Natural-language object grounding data
=======

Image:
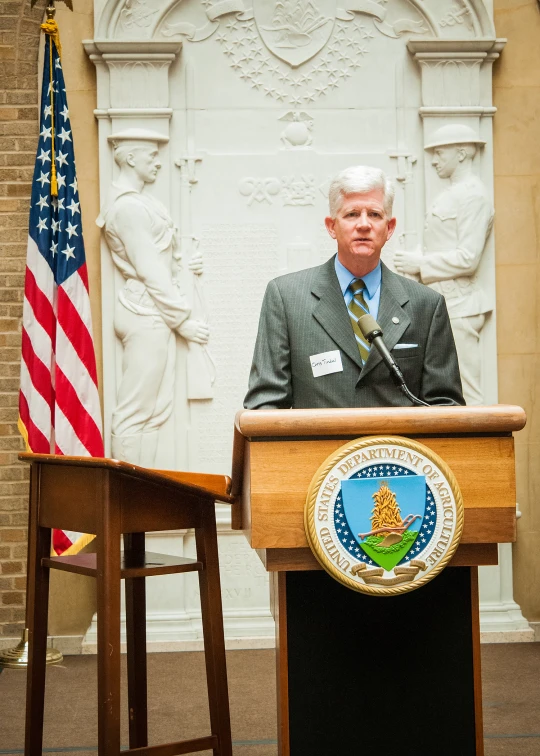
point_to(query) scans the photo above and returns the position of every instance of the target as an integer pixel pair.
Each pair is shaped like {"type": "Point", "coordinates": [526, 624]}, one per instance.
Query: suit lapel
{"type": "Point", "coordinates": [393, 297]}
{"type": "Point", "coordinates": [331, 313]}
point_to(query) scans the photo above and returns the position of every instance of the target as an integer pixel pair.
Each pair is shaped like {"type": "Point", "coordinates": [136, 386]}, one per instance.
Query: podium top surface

=======

TO DO: Among the records, find all lines that include the string "Each" and return them.

RESULT OF THE EXERCISE:
Each pair is shaped like {"type": "Point", "coordinates": [526, 624]}, one per instance.
Each pair is shaped like {"type": "Point", "coordinates": [136, 386]}, one per instance.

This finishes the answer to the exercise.